> **To be done**: Switch "horse's leg" to "horse's hoof" in every entry below and write the lines out again with nothing else changed, leaving out the pictures.

%%

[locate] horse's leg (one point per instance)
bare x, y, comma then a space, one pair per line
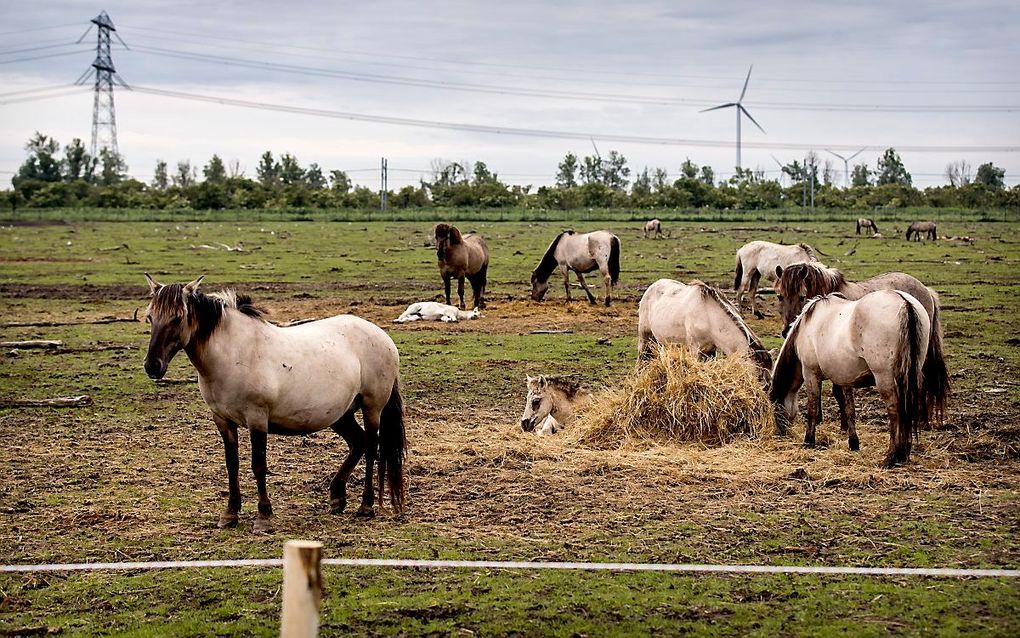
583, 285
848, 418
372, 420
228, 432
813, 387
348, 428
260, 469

%%

> **Task answer**:
[locate] horse's hoof (one point per instance)
bare x, y, comma then a space, one pair per line
583, 285
848, 418
372, 420
228, 432
813, 387
348, 428
260, 469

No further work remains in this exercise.